-- WHAT YOU HAVE TO DO --
Reproduce all records verbatim.

(Saved data entries)
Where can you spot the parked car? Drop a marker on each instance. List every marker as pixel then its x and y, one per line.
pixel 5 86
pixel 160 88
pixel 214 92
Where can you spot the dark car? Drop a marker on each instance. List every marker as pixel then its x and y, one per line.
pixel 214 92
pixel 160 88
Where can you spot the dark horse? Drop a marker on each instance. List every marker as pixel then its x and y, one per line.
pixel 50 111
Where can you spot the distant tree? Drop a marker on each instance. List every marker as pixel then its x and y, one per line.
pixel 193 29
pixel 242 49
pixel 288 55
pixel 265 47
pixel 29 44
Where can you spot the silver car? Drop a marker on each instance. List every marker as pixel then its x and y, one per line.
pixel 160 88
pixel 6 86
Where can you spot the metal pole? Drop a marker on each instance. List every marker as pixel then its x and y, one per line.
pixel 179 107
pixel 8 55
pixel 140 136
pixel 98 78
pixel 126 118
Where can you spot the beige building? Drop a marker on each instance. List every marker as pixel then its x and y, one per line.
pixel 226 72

-- SOLUTION FOR THIS EXERCISE --
Where can you spot the parked car? Drop a marker on each instance. List every marker as pixel then its x and y, one per line.
pixel 5 86
pixel 160 88
pixel 214 92
Where can you spot the dark car? Drop a marker on each instance. List every marker as pixel then its x and y, one per line.
pixel 214 92
pixel 160 88
Where can you spot the dark horse? Drop a marker on each instance. List every marker as pixel then its x and y, one per line.
pixel 50 111
Where can you spot the distant tree? Drop a marker on each instance. List every marker as pixel then its x and y, one per line.
pixel 193 29
pixel 242 49
pixel 288 55
pixel 265 47
pixel 29 44
Where can you spot the silver car? Drop a marker on each instance. List every marker as pixel then its x and y, one per line.
pixel 160 88
pixel 6 86
Where can you spot the metal pole? Drop a marker on each instance. List every marker as pixel then its x and y, one per line.
pixel 179 107
pixel 8 55
pixel 140 136
pixel 98 78
pixel 126 118
Where can you spot the beige building? Drop a marker on each instance. List every marker as pixel then its x and y, one per line.
pixel 226 72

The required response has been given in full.